▶ To do
How many lines in the data below contain the string "grass", matching case exactly? Reply with the number alone.

========================================

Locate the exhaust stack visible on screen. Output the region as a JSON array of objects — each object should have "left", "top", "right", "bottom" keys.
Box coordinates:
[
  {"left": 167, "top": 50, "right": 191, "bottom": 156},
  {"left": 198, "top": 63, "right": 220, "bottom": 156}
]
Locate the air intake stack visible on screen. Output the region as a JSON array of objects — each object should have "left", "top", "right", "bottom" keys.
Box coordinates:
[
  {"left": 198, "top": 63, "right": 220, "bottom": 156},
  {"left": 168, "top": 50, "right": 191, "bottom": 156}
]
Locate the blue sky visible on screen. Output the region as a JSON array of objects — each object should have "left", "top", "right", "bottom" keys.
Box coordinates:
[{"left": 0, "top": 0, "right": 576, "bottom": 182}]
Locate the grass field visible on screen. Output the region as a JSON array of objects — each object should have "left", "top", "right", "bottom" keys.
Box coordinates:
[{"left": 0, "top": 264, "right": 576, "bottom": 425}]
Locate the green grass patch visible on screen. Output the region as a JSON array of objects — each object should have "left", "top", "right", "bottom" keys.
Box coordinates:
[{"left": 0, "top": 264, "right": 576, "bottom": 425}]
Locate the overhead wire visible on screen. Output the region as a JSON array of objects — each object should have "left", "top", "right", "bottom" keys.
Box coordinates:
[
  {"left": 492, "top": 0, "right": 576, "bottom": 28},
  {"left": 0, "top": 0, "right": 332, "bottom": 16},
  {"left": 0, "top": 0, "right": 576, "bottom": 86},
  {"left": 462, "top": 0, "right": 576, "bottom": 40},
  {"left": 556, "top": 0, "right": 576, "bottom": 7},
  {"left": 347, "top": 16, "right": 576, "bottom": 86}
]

========================================

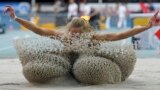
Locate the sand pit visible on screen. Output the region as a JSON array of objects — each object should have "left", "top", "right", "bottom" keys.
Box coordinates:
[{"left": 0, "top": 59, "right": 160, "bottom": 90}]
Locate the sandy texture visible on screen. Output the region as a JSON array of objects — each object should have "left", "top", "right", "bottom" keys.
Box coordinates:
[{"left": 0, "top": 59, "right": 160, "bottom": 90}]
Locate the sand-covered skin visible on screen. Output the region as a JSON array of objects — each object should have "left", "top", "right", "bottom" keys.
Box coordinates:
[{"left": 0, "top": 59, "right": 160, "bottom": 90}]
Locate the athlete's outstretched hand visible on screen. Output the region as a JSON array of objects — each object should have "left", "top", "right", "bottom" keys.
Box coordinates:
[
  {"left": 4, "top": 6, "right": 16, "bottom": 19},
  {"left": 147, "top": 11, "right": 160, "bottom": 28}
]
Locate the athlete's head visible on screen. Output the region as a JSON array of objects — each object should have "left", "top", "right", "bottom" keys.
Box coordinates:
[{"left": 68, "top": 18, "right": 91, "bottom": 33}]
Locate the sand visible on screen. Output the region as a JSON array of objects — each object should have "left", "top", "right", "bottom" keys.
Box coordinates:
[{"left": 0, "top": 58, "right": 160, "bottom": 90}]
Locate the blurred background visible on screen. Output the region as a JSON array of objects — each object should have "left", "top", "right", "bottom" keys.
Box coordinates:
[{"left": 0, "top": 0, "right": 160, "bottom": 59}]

========================================

▶ Solution for this exercise
2